Problem statement
Decide whether each statement agrees with the text below on the control variate for hybrid5D, answering yes or no and quoting the deciding words of the text: (a) the changes close issues #255 and #264; (b) control variate moment calculation is newly implemented at the model LinearMHDVlasovPC; (c) currently a moment of the background kinetic distribution is a float when that distribution is uniform without perturbation.

Reading text
------------------------------------------------

Control variate for hybrid5D

Solves the following issue(s):

Closes #255 (closed) and #264 (closed)

Core changes:

• fix particle_to_grid.py

• make all the moments of background kinetic distribution particles.f_backgr.n, particles.f_backgr.vth, ... are always callable

Currently it is float when our background kinetic distribution is uniform without perturbation

Model-specific changes:

• renew&fix control variate moment calculation at the model LinearMHDVlasovCC and LinearMHDVlasovPC

• implement control variate moment calculation at the model LinearMHDDriftkineticCC

Maxwellain distribution for Particles5D

n(\mathbf x) = \iint \mathcal{M}(\mathbf x, v_\parallel, v_\perp) d v_\parallel d v_\perp = \iint \frac{1}{\sqrt{2\pi} v_{th,\parallel}} \frac{1}{v_{th, \perp}²} v_\perp \text{exp} \left[ -\frac{(v_\parallel - u_\parallel)²}{2 v_{th \parallel}²} -\frac{(v_\perp - u_\perp)²}{2 v_{th \perp}²}\right] d v_\parallel d v_\perp

Considering the Jacobian of the velocity transformation (v_\perp, \theta) \rightarrow (\mu, \theta) \left| \begin{pmatrix} \frac{v_\perp}{B} & 0 \\ 0 & 1 \end{pmatrix} \right| = \frac{v_\perp}{B}

n(\mathbf x) = \iint \mathcal{M}'(\mathbf x, v_\parallel, \mu) d v_\parallel d \mu = \iint \frac{1}{\sqrt{2\pi} v_{th,\parallel}} \frac{1}{v_{th, \perp}²} B \text{exp} \left[ -\frac{(v_\parallel - u_\parallel)²}{2 v_{th \parallel}²} -\frac{(v_\perp - u_\perp)²}{2 v_{th \perp}²}\right] d v_\parallel d \mu

DriftKinetic moment calculation with Maxwellian distribution

1. 1st order in \mu (assume u_\perp = 0)

------------------------------------------------

Provided material
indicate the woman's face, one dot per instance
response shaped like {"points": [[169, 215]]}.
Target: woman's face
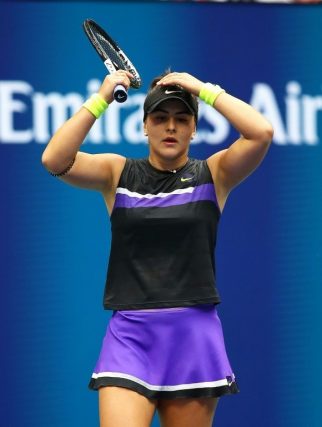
{"points": [[169, 129]]}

------------------------------------------------

Output of the exercise
(a) Yes: "Closes #255 (closed) and #264 (closed)"
(b) No: "renew&fix control variate moment calculation at the model LinearMHDVlasovCC and LinearMHDVlasovPC"
(c) Yes: "Currently it is float when our background kinetic distribution is uniform without perturbation"